[PROBLEM STATEMENT]
From the line containing "Could you please tag every instance of the hand" through the last line of the data, return those lines exactly as written and nothing more.

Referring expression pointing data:

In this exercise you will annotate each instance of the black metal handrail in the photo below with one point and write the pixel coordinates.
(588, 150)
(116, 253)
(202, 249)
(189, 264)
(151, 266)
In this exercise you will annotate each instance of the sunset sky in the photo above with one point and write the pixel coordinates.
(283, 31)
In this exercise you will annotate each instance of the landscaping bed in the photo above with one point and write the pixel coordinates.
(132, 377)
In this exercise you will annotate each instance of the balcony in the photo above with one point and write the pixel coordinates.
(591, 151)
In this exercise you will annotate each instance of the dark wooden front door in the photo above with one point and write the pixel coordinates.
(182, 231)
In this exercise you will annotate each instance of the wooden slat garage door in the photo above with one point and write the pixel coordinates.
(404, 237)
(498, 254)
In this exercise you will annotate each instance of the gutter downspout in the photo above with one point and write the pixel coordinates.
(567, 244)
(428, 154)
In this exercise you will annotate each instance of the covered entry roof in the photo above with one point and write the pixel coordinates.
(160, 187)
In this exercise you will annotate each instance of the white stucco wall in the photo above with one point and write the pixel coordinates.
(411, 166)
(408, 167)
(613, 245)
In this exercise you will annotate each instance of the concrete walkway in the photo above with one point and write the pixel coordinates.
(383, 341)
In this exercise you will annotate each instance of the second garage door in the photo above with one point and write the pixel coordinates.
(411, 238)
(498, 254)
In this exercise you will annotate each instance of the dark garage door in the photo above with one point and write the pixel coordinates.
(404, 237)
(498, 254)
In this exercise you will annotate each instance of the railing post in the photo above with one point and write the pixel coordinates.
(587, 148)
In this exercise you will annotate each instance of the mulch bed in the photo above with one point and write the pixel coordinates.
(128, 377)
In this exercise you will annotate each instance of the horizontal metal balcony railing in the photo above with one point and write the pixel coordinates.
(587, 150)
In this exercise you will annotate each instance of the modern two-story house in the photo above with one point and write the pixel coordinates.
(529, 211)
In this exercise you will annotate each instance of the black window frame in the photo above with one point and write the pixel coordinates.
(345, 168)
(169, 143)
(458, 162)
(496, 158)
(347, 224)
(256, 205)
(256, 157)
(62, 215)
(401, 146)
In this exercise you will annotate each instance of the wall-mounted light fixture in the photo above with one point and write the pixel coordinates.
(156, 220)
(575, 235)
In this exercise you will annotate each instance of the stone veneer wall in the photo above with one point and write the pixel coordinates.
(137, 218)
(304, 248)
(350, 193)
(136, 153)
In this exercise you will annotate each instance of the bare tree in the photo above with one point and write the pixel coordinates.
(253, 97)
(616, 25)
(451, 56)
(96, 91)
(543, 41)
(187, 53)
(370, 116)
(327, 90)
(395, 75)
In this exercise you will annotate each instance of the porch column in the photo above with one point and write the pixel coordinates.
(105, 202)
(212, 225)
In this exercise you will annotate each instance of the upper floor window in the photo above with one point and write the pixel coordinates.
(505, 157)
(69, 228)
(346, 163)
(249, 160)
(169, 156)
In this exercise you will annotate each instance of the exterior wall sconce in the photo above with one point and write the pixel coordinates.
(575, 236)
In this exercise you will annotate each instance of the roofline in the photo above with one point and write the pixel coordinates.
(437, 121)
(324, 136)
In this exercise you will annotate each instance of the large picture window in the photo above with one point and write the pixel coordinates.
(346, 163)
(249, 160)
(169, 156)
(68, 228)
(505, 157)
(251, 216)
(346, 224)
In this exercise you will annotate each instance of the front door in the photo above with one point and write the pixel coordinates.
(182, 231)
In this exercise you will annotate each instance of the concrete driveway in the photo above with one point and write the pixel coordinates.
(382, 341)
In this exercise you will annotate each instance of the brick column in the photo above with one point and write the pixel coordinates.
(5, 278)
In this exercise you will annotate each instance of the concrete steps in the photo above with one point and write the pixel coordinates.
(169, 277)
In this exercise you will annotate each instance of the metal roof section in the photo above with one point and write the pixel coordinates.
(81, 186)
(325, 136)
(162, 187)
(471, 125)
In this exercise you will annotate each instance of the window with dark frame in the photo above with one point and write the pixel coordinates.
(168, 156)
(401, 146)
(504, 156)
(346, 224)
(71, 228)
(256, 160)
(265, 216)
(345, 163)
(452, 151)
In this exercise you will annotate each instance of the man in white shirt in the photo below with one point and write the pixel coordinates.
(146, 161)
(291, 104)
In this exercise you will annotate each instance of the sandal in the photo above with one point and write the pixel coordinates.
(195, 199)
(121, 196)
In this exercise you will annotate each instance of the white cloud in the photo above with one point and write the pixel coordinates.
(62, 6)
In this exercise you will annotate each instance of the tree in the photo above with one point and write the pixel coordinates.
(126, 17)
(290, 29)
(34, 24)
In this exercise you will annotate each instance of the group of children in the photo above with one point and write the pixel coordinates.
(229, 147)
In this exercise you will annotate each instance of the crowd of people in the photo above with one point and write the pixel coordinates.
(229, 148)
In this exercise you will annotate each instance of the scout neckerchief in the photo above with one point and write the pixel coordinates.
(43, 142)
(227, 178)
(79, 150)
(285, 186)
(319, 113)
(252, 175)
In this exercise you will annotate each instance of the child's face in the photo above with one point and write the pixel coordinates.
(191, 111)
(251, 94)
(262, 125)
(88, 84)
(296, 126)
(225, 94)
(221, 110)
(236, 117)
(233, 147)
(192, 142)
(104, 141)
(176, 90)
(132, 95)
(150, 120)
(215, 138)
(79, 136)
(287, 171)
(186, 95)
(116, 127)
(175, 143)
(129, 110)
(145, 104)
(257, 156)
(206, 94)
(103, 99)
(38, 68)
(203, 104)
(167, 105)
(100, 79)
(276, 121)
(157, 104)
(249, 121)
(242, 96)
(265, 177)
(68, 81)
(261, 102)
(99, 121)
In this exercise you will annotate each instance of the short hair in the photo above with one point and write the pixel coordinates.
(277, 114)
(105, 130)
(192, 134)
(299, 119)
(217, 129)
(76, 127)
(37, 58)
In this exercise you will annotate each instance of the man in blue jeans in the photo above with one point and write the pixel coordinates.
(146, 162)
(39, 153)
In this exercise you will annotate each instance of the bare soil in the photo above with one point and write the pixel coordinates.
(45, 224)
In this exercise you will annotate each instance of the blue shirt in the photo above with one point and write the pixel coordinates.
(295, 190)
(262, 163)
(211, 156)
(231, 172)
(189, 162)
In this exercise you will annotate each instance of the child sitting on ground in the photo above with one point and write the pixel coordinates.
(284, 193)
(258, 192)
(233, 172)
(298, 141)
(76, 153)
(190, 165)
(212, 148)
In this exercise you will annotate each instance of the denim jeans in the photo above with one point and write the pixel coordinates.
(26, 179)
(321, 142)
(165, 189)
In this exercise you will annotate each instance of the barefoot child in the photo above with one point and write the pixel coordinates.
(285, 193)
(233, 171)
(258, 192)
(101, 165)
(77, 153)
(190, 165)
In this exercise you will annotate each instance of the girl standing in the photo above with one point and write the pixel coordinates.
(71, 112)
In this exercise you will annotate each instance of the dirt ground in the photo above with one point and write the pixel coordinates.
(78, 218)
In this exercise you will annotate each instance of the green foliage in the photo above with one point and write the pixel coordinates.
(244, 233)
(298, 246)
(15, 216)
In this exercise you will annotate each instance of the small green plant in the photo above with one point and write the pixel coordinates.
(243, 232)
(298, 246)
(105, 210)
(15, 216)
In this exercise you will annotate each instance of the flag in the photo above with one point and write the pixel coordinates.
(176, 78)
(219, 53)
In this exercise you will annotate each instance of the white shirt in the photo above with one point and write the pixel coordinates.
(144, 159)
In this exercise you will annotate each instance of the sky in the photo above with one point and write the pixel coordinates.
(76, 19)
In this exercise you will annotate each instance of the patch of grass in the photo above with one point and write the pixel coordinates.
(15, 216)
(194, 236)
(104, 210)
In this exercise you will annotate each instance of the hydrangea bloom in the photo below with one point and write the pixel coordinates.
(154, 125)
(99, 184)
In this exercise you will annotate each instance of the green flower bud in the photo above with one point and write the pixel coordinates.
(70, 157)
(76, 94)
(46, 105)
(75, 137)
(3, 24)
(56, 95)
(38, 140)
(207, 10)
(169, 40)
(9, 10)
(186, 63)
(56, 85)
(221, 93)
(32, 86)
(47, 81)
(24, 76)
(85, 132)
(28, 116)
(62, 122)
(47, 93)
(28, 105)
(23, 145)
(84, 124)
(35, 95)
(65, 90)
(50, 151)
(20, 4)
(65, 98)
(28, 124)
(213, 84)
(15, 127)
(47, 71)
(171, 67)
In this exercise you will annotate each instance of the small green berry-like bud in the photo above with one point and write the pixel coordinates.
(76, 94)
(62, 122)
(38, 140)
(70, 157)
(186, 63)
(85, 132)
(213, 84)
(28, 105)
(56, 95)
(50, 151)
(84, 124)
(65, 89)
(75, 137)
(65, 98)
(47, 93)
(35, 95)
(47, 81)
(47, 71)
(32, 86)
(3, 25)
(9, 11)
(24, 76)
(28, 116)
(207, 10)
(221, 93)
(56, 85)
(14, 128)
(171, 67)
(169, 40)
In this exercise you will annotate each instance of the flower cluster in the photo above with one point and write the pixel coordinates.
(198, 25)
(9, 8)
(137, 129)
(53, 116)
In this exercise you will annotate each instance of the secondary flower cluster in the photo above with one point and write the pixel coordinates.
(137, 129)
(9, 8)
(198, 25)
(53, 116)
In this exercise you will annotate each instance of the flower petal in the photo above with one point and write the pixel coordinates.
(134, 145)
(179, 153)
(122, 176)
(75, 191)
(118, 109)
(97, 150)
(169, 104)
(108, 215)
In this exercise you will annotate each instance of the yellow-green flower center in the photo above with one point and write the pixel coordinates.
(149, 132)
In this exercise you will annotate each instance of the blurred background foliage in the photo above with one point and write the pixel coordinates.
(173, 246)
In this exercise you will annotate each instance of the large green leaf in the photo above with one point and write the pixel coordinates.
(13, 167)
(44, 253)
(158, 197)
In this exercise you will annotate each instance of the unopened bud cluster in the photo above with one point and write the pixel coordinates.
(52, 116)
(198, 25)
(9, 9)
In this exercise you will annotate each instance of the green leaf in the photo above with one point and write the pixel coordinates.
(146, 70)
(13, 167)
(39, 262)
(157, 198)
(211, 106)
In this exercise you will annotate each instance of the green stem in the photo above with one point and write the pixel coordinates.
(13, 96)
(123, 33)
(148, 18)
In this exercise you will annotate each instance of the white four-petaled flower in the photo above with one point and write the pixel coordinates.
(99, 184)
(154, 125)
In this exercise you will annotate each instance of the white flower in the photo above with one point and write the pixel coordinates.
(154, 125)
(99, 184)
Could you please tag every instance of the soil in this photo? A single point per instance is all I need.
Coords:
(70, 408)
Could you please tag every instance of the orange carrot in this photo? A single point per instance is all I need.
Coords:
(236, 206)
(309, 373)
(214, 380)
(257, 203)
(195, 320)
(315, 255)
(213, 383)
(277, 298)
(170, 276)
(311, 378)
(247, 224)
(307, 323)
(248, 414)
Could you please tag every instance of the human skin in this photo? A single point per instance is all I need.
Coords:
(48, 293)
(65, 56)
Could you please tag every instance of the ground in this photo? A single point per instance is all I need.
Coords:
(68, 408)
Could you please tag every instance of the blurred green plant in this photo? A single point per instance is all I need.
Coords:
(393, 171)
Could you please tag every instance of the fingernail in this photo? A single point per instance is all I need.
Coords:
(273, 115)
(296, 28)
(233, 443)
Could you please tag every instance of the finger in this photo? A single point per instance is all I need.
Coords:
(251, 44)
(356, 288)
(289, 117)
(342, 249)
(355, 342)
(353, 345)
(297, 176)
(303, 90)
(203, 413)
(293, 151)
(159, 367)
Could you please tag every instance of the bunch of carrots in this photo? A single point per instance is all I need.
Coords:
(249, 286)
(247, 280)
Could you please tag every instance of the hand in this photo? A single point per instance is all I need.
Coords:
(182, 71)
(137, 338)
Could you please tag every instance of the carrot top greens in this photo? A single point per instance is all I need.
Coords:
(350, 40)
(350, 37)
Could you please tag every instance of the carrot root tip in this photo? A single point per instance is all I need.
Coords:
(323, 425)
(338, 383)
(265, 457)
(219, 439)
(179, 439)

[TASK OUTPUT]
Could you please tag every instance of the hand in this photo? A single point per instance is all I need.
Coords:
(182, 71)
(137, 338)
Could you please tag every instance of the carrot top greens in this photo? A single point per instance is all I need.
Coords:
(350, 40)
(350, 37)
Could you please tag every instance of the carrot root tip in this photo? A single point per instance is all I need.
Coords:
(323, 425)
(338, 383)
(265, 457)
(219, 439)
(179, 439)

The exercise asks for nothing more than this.